▶ _ARTICLE_:
━━━━━━

Beijing National Day School (BNDS) ( or ) is a Chinese junior high and high school. Established in 1952, Beijing National Day School is one of the most prestigious high schools in China. It is located in Yuquanlu, Haidian District, Beijing, China. A long time beacon high school, BNDS distinguishes itself as a leading institution in both student activities and academic performance. BNDS frequently appears in the news and is often proclaimed to be a role model of next generation high school education in China. The school used to be affiliated with the People's Liberation Army of the People's Republic of China. It was established dedicating to the education for the children of senior level PLA officers, before being opened to public in 1964 and became a common high school ever since. Today BNDS is no longer affiliated to the PLA.

━━━━━━

▶ _DATA LINES_:

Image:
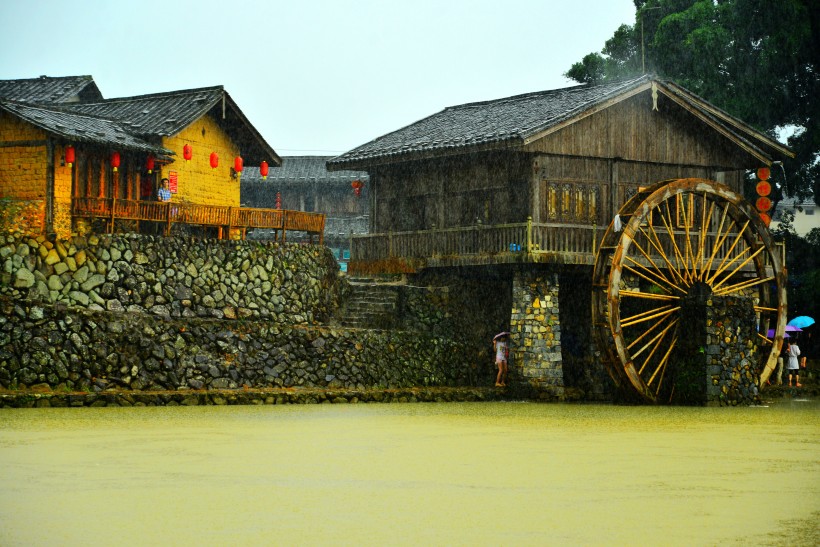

━━━━━━

▶ _GIVEN TASK A_:
According to the article on Beijing National Day School, in what year was the school opened to the public?
▶ _GIVEN TASK B_:
List every place name in the location that the article on Beijing National Day School gives for the school.
▶ _GIVEN TASK C_:
Pick up the article on Beijing National Day School right after its last sentence and keep writing it.

▶ _WRITTEN REPLY A_:
1964

▶ _WRITTEN REPLY B_:
Yuquanlu, Haidian District, Beijing, China

▶ _WRITTEN REPLY C_:
Every year, about 60 graduates, making about 20 percent of the graduating class, are admitted to Peking University and Tsinghua University, the two most prestigious universities in China. BNDS constantly stays within the top 3 in terms of college admission results in Beijing, which is also home to many of China's top high schools. BNDS provides international education offered in English through its International Baccalaureate, A-Level, and Advanced Placement programs through an affiliation with Wasatch Academy of Mt. Pleasant, Utah in the United States. Around one third of graduates each year choose to pursue their college educations abroad. A 2016 survey presented BNDS as one of the top Chinese high schools sending its graduates to elite universities overseas, in particular the United States and the UK. The school has produced many successful alumni over the years, many of which have had successful careers in their respective fields.

History 
The precursor of National Day School was a special elementary school named "October First Elementary School of Central Military Commission" (). The elementary school was established in September 1952 by the Central Military Commission of the People's Republic of China, and sanctioned by Marshal Nie Rongzhen, Zhu De and Prime Minister Zhou Enlai. The school was set up for educating the children of martyrs, officers who fought in the Korean War, and high-level officers of the PLA.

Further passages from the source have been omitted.